[Opening Provided material section]

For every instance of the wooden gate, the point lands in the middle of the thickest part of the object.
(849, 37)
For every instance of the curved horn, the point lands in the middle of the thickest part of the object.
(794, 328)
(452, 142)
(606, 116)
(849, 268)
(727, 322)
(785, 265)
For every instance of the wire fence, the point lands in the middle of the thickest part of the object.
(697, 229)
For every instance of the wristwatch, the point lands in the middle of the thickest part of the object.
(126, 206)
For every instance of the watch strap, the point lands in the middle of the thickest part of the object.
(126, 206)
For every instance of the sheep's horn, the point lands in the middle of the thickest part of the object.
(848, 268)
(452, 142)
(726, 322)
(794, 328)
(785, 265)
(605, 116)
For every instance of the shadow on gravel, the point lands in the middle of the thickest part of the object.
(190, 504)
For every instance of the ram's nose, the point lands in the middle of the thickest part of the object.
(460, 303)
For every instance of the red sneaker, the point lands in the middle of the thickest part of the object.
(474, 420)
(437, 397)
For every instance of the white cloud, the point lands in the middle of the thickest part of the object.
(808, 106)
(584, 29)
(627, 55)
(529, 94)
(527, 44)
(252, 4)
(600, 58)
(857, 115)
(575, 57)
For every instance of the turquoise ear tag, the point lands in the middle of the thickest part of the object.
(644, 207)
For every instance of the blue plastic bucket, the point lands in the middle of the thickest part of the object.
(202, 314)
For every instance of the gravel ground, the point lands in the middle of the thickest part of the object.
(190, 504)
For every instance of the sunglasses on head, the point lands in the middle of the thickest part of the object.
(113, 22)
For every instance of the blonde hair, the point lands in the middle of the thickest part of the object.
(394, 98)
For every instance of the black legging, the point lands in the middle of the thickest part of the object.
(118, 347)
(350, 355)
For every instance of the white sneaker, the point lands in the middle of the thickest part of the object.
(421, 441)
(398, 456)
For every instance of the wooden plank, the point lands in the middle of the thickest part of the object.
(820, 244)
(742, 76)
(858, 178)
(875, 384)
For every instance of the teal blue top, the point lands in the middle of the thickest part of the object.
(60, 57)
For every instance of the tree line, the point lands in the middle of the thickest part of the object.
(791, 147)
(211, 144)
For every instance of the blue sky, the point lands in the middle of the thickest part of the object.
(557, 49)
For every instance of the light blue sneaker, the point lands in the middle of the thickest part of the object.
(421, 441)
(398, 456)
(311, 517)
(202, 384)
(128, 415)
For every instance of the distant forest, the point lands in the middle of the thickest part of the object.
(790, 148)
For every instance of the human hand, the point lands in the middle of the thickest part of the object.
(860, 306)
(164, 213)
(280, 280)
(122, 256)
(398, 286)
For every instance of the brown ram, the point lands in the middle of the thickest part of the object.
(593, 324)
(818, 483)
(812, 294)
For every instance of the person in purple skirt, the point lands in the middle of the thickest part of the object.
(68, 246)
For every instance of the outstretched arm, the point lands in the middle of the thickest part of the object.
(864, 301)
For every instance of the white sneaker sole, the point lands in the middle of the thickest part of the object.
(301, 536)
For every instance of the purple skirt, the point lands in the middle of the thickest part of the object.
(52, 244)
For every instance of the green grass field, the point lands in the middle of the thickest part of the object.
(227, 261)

[Closing Provided material section]

_Exercise description_:
Restate the records above word for word.

_Result for this task_:
For every instance of the wooden gate, the point lands in the middle of the thickest part of the object.
(849, 37)
For every instance of the curved horn, the point lands in the middle of the thickest part of the object.
(794, 328)
(452, 142)
(606, 116)
(849, 268)
(727, 322)
(785, 265)
For every instance of the wire fence, the point lands in the middle of the thickest part of the object.
(697, 229)
For every instance of the wristwatch, the point lands in the middle of the thickest part of the object.
(126, 206)
For every instance of the watch strap, the point lands in the middle of the thickest part of the object.
(126, 206)
For every instance of the sheep's horn, the point lands in the middle of the thickest part of the object.
(848, 268)
(452, 142)
(726, 322)
(794, 328)
(785, 265)
(605, 116)
For every instance of the shadow on gravel, the point lands in the middle of the thickest part of the object.
(190, 504)
For every instance of the ram's nose, the point lands in the middle of the thickest part of the object.
(460, 303)
For every instance of the red sneaker, the point lands in the middle of the thickest part of the object.
(474, 420)
(437, 397)
For every instance of the white cloud, the point lands in the middle of the thickest part of the object.
(808, 106)
(584, 29)
(627, 55)
(529, 94)
(527, 44)
(252, 4)
(600, 58)
(857, 115)
(575, 57)
For every instance of the turquoise ear tag, the point lands in the middle of the thickest part of the object.
(644, 207)
For every instance of the blue plastic bucket, the point lands in the middle of the thickest part of the object.
(202, 314)
For every instance of the gravel ground, the point lands in the middle of the thickest part of the object.
(190, 504)
For every instance of the sunglasses on head, the point lands in the middle of the thickest part of the object.
(113, 22)
For every instance of the blonde hair, the point lands in the middle of the thickest part of the object.
(394, 98)
For every instance of the black legging, the point lands in the middle of the thickest part of the object.
(118, 347)
(350, 355)
For every instance of the white sneaker, the point lands in the middle of the thickest part of the object.
(421, 441)
(398, 456)
For every instance of the wooden plank, the point lands in the middle of the thickest part of the object.
(820, 244)
(742, 76)
(858, 178)
(875, 384)
For every instance of the teal blue top, the point lands in the middle of the thickest part of the object.
(60, 57)
For every instance of the tree line, the point lands in the middle of the thickest part of the object.
(791, 147)
(211, 144)
For every instance of the blue sky, the point lands in the middle of the thickest part of the object.
(557, 49)
For every instance of the light blue sneaker, the point lands in the middle of the thickest part of the object.
(421, 441)
(398, 456)
(311, 517)
(202, 384)
(128, 415)
For every instance of the distant forest, the point lands in the middle of the thickest part of the object.
(790, 148)
For every instance of the human hand, the point lands in the middle of the thickest part of the object.
(860, 306)
(164, 213)
(280, 280)
(122, 256)
(398, 286)
For every instance of the brown ram, the point lands in the middle of the thickest part of the object.
(593, 324)
(818, 483)
(812, 294)
For every instance of the person in purple skirt, the point lands in the middle of the thickest part of the object.
(68, 246)
For every instance of the outstretched arm, the point lands in the middle of the thickest part of the object.
(864, 301)
For every instance of the white sneaker sole, the point lands in the middle of the thickest part of the object.
(301, 536)
For every instance of the purple skirt, the point lands in the middle of the thickest part of the object.
(52, 244)
For every instance of the green grass field, the point lands in the middle of the thickest part of the object.
(227, 261)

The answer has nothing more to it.